[Short exercise 1] Before the entries below, list the commentators named in the article on ESPN's Brazilian network as providing Portuguese audio for programs transmitted from Bristol, Connecticut.

ESPN
- Country: Brazil
- Broadcast area: Brazil
- Headquarters: São Paulo, São Paulo

Programming
- Language: Portuguese
- Picture format: 720p (16:9 HDTV) (HD feed downgraded to letterboxed 480i for SDTV sets)

Ownership
- Owner: ESPN Inc. (operated by the Walt Disney Company Latin America)

History
- Launched: ESPN: March 31, 1989 ESPN2: 2005 ESPN3: April 29, 2009 ESPN4: February 5, 2012 ESPN5: January 24, 2014 ESPN6: March 24, 2016
- Former names: ESPN: Canal+ (1989–1991) TVA Esportes (1991–1995) ESPN Brasil (1995–2022) ESPN2: ESPN (2005–2022) ESPN3: ESPN HD (2009–2012) ESPN+ (2012–2018) ESPN2 (2018–2022) ESPN4: Fox Sports (2012–2022) ESPN5: Fox Sports 2 (2014–2024) ESPN6: ESPN Extra (2016–2024)

Links
- Website: https://espn.com.br/

Availability

Streaming media
- ESPN app: Watch live
- Disney+: Watch live

= ESPN (Brazil) =

Brazilian pay television sports network

ESPN is the Brazilian division of ESPN Inc. Launched in March 1989 as Canal+, it was the first country-specific version of ESPN outside the United States, launched in June 1995. The channel has covered major sporting events, like the 1996, 2000, 2004, 2008, 2012, and 2016 Summer Olympics; the 1998, 2006, 2010 and 2014 FIFA World Cup and the 1999, 2003 and 2007 Pan-American Games. High ratings and prestige in the segment have been marks of the channel; it also won the APCA award twice, in 1995 for "Best Sports Programming" and in 1998 for "Best Coverage of the 1998 FIFA World Cup".

Despite having a team that is regarded as one of the best in Brazilian sports broadcasting and important broadcasting rights for international competitions like La Liga, Premier League and the Bundesliga, major local series rights have historically not been present; the Campeonato Brasileiro, Copa do Brasil and the states' championships are held by local Grupo Globo and SporTV. ESPN, however, has purchased the rights to broadcast the 2009, 2010 and 2011 editions of the Copa do Brasil for TV and Campeonato Paulista, Copa Libertadores de América, Campeonato Brasileiro Série A and Copa Sudamericana for radio.

In 2007, ESPN Brasil made a partnership with Rádio Eldorado to broadcast sports on radio. The new Rádio Eldorado ESPN used Eldorado's radio assets and the team of commentators from ESPN Brasil. It was renamed Rádio Estadão ESPN in 2007 due to a partnership agreement with the O Estado de S. Paulo newspaper.

In 2005 the company incorporated ESPN International coverage, starting to broadcast in two channels. Before this date, programs such as the SportsCenter International Edition, MLB and the NFL were transmitted directly from Bristol, Connecticut, with Portuguese audio from Andre Adler, Marco Alfaro, Sergio Cesario, Roby Porto, José Inácio Werneck, and Roberto Figueroa. Since 2005, shows and games are recorded and broadcast from its studios in São Paulo, though morning schedules continue to include USA and Latin American programs.

[Entries provided]
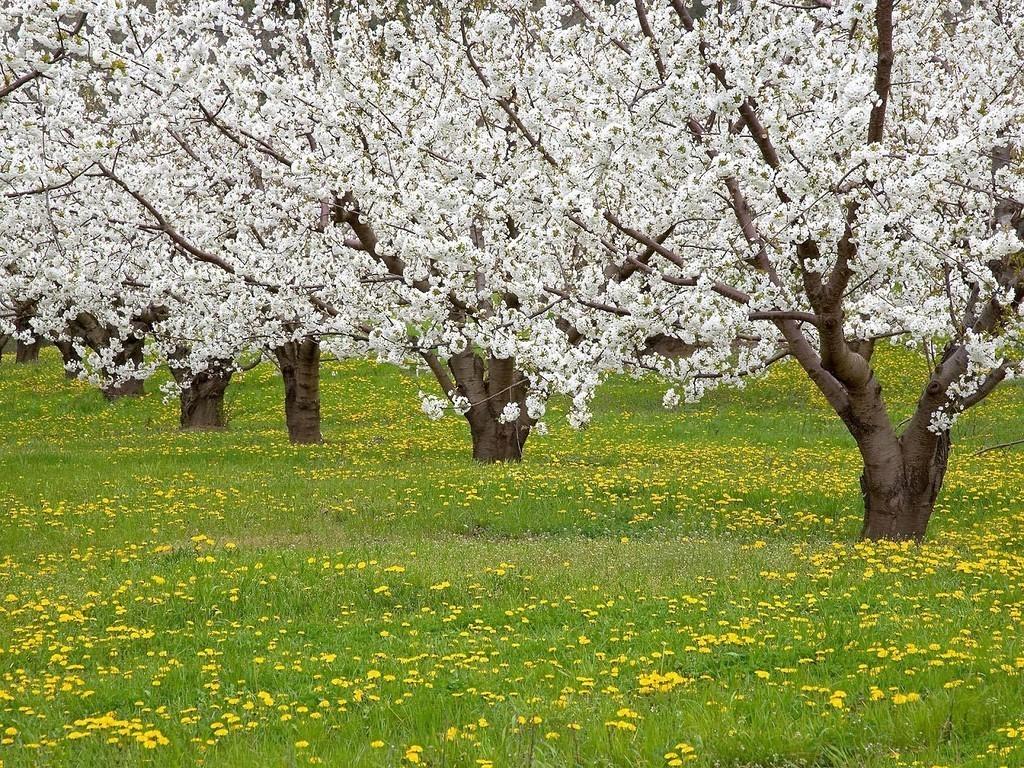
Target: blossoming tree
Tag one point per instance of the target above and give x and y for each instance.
(787, 180)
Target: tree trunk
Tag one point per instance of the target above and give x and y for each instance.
(899, 497)
(71, 357)
(28, 352)
(299, 361)
(494, 441)
(491, 384)
(203, 400)
(131, 352)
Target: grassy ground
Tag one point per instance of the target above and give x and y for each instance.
(663, 589)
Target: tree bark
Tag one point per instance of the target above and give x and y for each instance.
(494, 441)
(131, 352)
(299, 361)
(70, 356)
(202, 395)
(899, 498)
(489, 385)
(28, 352)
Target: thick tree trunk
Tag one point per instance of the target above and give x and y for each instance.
(494, 441)
(299, 361)
(71, 357)
(489, 384)
(28, 352)
(899, 497)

[Short exercise 2] Copy the lines of the entries, from the line with "Target: tree trunk" up to and including the last line of the entries.

[Task answer 1] Andre Adler, Marco Alfaro, Sergio Cesario, Roby Porto, José Inácio Werneck, and Roberto Figueroa.

[Task answer 2]
Target: tree trunk
Tag one point per instance of the target above and give x and y for each instance.
(899, 497)
(71, 357)
(28, 352)
(299, 361)
(494, 441)
(491, 384)
(203, 400)
(131, 352)
Target: grassy ground
Tag one point per instance of the target above and give x and y for each instance.
(663, 589)
Target: tree bark
Tag one point per instance of the target above and give x and y for each instance.
(494, 441)
(131, 352)
(299, 361)
(70, 356)
(202, 395)
(899, 498)
(489, 385)
(28, 352)
Target: thick tree trunk
Tag one point per instance of the target above and give x and y for each instance.
(494, 441)
(299, 361)
(71, 357)
(489, 384)
(28, 352)
(899, 497)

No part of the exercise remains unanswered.